Data supplied >>
• • • •
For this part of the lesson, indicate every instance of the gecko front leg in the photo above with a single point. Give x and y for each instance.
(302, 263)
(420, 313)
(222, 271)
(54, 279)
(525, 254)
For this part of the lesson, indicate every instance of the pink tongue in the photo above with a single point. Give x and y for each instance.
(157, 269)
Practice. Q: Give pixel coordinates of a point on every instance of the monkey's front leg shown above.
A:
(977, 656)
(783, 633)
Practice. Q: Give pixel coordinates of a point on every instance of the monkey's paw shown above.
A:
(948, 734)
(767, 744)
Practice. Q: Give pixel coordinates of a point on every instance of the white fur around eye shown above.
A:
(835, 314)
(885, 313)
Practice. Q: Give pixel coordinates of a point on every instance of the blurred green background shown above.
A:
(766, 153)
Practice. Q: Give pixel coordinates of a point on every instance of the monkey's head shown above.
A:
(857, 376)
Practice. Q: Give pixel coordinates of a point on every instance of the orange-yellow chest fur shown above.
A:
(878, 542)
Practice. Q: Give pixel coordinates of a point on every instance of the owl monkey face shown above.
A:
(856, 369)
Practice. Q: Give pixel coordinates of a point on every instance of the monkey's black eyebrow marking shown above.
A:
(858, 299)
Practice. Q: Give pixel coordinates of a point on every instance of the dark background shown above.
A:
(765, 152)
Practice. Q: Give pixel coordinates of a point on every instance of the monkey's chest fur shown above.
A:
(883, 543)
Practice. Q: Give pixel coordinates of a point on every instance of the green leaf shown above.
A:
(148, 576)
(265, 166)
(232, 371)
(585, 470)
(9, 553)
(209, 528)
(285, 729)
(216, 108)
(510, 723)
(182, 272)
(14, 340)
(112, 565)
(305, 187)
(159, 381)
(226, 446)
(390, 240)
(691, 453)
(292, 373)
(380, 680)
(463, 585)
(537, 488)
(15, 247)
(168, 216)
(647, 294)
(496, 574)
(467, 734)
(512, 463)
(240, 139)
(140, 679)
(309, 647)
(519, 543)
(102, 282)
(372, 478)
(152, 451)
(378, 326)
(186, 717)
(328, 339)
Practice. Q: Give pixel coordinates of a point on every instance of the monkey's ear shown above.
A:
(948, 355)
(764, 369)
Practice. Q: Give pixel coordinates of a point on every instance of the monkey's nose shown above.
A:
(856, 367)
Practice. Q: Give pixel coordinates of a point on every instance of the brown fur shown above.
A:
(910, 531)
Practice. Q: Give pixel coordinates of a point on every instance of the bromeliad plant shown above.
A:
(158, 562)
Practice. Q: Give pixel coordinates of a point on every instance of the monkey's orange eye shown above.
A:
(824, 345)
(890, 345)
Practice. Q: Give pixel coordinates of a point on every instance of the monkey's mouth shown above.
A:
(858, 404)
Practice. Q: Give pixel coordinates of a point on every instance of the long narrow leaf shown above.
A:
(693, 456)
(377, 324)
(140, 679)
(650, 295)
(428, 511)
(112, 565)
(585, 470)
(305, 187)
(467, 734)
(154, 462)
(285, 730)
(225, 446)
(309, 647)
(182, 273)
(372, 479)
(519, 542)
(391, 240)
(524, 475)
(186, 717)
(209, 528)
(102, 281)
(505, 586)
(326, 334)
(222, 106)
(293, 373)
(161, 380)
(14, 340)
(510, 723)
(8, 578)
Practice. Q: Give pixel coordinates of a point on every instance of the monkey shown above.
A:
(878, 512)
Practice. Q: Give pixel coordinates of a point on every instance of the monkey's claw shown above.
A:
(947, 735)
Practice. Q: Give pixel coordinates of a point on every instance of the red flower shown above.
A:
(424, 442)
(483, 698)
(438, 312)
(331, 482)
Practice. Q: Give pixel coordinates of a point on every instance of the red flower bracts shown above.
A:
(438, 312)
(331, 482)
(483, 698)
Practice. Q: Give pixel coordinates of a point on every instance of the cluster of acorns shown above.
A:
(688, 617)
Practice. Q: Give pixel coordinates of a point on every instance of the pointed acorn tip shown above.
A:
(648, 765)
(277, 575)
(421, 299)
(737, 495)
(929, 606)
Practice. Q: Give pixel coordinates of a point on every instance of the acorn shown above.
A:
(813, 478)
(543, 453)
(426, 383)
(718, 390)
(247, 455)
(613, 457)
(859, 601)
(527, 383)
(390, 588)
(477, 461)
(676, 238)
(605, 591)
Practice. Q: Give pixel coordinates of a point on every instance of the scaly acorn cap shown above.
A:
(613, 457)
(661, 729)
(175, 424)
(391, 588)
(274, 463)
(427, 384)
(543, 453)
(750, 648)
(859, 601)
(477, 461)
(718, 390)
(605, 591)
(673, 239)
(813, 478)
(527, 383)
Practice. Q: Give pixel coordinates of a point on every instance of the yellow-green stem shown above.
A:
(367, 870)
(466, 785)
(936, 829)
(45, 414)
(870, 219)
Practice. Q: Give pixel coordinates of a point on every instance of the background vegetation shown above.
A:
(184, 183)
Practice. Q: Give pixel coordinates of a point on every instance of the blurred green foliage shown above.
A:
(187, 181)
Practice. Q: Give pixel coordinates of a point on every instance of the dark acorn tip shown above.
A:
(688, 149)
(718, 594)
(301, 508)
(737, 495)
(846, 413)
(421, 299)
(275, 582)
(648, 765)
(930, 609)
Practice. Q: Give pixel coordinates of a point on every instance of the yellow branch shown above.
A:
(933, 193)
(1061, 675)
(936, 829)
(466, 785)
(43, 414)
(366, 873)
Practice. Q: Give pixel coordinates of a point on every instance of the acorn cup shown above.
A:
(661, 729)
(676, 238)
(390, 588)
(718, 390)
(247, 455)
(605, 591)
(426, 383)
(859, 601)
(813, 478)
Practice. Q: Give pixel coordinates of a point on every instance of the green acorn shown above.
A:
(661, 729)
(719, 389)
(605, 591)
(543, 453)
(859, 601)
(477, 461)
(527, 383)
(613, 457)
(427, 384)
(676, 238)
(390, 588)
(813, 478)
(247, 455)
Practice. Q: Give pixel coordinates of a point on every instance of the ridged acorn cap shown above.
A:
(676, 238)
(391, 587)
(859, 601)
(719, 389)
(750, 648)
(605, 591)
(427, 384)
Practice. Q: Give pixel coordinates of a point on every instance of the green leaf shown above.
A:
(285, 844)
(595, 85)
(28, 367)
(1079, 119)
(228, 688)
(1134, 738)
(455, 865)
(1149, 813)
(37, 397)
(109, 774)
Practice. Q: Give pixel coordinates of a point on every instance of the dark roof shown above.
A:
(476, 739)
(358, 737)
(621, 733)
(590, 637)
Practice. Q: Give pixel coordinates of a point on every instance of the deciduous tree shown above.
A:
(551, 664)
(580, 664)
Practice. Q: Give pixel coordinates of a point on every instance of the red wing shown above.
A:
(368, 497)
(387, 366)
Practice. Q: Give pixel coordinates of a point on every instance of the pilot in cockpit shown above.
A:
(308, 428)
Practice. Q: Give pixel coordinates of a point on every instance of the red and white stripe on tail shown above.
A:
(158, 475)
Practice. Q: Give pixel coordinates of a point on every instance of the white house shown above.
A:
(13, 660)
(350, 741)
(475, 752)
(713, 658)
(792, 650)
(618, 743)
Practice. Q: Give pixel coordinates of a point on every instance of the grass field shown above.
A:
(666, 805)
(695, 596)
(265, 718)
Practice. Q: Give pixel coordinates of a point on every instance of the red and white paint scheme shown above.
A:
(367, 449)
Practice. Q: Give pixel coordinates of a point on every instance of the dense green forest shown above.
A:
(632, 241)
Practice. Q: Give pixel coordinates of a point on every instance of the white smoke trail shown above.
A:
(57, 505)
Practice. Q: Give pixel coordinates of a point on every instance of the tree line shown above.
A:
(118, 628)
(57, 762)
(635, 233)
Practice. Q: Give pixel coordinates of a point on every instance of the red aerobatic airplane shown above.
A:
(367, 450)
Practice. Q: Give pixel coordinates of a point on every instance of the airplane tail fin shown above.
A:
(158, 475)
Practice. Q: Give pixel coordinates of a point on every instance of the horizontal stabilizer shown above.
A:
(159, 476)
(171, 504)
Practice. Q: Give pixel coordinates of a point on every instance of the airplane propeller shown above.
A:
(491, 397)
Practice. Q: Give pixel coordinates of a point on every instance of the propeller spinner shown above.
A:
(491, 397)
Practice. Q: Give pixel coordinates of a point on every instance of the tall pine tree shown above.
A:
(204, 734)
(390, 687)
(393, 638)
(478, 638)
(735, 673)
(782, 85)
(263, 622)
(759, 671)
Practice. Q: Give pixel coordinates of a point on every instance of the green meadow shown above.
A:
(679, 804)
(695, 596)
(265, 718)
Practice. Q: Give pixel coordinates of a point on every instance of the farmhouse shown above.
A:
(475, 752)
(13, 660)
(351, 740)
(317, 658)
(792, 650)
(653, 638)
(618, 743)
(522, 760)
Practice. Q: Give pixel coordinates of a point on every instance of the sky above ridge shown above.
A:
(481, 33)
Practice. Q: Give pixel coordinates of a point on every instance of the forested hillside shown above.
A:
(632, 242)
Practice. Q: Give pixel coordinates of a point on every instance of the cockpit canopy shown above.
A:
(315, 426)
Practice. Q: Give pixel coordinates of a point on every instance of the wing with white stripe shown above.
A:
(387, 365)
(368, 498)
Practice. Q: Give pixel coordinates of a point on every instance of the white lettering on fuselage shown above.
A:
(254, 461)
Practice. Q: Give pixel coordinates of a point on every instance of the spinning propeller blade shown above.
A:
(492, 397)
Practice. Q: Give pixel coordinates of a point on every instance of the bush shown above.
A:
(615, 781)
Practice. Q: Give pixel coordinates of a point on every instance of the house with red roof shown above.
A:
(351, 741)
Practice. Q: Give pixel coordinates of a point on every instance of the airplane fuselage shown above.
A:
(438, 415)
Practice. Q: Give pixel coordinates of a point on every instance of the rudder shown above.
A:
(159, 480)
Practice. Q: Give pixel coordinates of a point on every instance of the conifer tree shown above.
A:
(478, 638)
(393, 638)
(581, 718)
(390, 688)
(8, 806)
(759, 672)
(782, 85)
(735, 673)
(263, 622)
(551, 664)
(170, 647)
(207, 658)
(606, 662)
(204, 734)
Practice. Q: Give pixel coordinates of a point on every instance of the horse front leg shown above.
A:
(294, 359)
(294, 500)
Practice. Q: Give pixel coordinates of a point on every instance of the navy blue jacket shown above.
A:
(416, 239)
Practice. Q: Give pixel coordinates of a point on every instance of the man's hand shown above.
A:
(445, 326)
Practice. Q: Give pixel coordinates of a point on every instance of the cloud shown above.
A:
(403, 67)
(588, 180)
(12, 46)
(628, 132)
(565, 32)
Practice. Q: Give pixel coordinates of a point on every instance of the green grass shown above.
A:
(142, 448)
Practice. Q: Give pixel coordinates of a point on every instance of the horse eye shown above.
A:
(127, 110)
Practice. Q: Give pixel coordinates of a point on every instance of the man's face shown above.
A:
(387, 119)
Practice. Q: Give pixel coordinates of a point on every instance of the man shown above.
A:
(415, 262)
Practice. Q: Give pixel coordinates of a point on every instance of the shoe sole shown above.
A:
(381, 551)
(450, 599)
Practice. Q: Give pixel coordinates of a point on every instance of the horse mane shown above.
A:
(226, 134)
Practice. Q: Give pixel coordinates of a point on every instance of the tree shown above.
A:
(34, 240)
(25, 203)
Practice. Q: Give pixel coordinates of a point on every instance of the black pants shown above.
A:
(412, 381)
• • • •
Required action >>
Using the entries shown above, reproduce verbatim the lines from the line bearing "scheme shown above." to the line bearing "pine tree shown above.", inclusive.

Answer space >>
Practice. Q: Give pixel coordinates of a point on every instance of the red and white paint scheme shown above.
A:
(367, 449)
Practice. Q: Give pixel coordinates of a point on every instance of the dense green forest shown above.
A:
(632, 241)
Practice. Q: Give pixel coordinates of a point on every instance of the white smoke trail shown above.
A:
(57, 505)
Practice. Q: Give pixel coordinates of a point on every instance of the tree line shown above.
A:
(118, 628)
(57, 762)
(635, 233)
Practice. Q: Give pixel coordinates of a point on every instance of the red aerobatic airplane shown above.
A:
(367, 450)
Practice. Q: Give pixel coordinates of a point on every instance of the airplane tail fin shown above.
A:
(158, 475)
Practice. Q: Give pixel coordinates of a point on every instance of the horizontal stabilizer shown above.
A:
(159, 476)
(171, 504)
Practice. Q: Give pixel coordinates of a point on every instance of the airplane propeller shown above.
A:
(491, 397)
Practice. Q: Give pixel coordinates of a point on every instance of the propeller spinner shown above.
A:
(491, 397)
Practice. Q: Give pixel coordinates of a point on every instance of the tall pine tree shown above.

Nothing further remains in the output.